MATERIAL:
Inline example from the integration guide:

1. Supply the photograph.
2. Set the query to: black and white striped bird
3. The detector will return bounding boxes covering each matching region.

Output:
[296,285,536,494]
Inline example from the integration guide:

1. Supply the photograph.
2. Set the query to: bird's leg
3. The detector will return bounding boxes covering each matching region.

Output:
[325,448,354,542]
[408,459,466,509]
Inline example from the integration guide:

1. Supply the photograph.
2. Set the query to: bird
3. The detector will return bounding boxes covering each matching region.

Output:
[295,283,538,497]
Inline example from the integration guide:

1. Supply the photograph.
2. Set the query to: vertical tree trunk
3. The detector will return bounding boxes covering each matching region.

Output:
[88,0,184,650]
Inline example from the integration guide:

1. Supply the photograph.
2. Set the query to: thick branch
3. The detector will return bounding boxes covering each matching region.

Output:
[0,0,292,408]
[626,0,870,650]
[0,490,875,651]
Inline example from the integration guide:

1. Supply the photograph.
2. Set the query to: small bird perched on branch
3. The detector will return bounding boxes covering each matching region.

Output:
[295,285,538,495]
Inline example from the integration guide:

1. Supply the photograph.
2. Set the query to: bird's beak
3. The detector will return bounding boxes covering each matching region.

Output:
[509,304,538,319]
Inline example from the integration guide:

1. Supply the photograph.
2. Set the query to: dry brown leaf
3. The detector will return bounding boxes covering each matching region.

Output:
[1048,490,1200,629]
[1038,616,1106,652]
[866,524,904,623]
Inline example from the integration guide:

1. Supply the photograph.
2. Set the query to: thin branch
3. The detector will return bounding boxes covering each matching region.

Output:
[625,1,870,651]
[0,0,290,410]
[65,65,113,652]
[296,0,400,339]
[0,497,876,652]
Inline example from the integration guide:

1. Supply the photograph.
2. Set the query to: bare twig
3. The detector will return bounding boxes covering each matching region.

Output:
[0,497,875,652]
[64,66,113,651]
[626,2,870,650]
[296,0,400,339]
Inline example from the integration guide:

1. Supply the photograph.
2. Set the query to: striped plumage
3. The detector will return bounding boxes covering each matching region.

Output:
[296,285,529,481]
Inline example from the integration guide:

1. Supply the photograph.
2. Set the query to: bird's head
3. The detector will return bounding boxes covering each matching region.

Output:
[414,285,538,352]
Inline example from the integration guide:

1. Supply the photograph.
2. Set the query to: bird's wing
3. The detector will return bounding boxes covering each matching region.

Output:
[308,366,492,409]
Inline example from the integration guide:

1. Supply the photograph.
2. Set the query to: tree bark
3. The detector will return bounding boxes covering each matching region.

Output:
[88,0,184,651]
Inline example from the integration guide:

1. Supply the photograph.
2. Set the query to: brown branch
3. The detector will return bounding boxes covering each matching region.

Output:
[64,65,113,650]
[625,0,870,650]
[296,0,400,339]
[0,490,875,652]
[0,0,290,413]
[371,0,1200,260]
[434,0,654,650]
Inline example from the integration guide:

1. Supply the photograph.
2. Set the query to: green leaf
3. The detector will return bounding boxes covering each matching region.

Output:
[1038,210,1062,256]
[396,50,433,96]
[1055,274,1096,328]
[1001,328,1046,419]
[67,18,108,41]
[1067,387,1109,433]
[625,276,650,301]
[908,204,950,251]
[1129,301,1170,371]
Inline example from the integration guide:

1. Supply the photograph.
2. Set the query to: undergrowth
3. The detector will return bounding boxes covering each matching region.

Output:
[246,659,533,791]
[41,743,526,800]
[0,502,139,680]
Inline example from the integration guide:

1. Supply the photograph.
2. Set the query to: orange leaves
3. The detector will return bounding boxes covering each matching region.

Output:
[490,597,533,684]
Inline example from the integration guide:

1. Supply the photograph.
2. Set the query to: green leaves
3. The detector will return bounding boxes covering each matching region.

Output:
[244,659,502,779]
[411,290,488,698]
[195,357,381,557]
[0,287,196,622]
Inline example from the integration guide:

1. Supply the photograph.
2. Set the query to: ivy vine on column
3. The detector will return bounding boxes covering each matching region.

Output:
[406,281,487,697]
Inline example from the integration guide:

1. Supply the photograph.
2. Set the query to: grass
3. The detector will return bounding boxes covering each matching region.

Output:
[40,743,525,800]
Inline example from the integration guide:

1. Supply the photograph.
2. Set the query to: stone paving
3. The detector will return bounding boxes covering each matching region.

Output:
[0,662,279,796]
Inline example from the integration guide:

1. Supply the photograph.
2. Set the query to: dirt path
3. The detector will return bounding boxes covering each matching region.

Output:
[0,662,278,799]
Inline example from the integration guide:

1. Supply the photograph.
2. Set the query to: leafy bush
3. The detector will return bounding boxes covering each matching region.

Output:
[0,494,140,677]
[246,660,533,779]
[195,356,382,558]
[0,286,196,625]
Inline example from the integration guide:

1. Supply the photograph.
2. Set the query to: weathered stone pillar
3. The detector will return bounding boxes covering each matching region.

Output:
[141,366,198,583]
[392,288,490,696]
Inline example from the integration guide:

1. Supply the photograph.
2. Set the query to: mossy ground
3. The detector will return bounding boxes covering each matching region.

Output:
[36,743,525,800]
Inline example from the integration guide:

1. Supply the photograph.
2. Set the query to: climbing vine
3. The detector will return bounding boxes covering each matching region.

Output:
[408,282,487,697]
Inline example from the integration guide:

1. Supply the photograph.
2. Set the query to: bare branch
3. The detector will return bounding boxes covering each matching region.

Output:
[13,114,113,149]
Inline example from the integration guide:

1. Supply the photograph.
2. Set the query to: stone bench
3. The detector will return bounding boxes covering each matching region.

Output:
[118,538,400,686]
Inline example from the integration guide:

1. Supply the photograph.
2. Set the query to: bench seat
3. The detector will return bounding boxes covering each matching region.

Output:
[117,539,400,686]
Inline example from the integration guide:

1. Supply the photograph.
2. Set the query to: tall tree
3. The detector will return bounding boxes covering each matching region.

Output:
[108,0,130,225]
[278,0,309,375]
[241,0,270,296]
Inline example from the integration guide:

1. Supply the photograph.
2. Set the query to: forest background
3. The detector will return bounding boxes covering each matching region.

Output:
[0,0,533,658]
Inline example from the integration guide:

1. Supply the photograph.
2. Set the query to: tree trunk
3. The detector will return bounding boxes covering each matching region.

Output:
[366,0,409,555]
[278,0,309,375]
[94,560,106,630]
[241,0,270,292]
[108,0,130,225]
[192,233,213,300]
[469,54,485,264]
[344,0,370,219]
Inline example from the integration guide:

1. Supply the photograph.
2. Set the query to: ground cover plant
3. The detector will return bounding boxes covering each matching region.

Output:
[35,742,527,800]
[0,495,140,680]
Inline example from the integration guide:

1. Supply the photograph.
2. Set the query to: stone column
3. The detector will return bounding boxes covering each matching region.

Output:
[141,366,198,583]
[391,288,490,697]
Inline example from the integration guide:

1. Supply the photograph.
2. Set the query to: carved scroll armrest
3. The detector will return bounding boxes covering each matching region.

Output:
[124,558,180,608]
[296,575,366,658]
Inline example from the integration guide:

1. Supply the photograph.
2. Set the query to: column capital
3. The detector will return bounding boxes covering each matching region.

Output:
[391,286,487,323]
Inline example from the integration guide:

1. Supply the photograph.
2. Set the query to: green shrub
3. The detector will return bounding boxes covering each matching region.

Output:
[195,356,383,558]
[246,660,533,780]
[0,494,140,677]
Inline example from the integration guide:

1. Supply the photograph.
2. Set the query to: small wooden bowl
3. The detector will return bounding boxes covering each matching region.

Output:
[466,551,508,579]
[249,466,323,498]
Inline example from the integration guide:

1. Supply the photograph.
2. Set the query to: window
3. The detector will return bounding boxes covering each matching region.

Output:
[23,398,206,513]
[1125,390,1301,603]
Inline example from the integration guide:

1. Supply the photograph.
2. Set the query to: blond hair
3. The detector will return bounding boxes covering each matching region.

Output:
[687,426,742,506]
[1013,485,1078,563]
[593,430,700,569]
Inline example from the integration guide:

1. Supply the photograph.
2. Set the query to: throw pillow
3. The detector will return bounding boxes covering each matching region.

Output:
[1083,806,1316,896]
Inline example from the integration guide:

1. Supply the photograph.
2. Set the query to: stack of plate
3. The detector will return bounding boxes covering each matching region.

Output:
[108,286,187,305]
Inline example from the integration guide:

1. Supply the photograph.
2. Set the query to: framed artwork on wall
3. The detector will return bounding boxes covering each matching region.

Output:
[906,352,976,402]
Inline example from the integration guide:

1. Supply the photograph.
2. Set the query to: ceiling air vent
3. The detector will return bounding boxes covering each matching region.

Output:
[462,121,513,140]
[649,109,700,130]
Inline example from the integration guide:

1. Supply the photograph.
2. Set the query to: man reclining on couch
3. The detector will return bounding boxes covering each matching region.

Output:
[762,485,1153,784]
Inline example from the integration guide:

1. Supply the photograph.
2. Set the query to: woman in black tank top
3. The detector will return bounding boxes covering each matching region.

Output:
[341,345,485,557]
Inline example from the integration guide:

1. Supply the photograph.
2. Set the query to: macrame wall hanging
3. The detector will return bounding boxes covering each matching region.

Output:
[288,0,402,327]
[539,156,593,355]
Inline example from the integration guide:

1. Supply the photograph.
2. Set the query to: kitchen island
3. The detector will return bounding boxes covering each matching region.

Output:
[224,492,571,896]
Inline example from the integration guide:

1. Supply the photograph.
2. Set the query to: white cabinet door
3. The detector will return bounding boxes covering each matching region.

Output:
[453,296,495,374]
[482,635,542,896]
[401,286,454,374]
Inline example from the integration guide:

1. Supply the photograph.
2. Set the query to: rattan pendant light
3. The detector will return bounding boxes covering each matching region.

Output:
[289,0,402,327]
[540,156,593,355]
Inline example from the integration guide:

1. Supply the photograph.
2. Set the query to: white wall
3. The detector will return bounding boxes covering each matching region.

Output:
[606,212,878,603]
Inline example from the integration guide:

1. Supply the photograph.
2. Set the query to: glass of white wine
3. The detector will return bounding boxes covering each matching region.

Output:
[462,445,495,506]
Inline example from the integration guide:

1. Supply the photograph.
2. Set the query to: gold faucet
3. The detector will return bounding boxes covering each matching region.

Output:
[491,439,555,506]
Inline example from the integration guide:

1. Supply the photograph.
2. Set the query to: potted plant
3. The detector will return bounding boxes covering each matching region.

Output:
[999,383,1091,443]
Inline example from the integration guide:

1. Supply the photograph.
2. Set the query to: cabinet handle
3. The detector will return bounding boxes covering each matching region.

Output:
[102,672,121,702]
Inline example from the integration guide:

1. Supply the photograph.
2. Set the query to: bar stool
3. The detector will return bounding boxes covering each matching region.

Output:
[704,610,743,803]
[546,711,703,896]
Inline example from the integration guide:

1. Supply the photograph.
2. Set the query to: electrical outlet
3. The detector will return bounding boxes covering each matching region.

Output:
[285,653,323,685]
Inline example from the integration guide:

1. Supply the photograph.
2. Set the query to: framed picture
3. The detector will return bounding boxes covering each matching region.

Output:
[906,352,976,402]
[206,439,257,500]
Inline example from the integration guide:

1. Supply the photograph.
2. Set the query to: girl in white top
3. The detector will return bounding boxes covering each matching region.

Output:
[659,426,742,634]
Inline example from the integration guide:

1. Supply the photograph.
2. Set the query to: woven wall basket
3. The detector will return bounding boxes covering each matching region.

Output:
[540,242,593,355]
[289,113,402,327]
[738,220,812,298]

INSTRUCTION: Count the lines in the listing above that contain the word "brown", matching case exactly. Give only the number.

WRITTEN SOLUTION: 2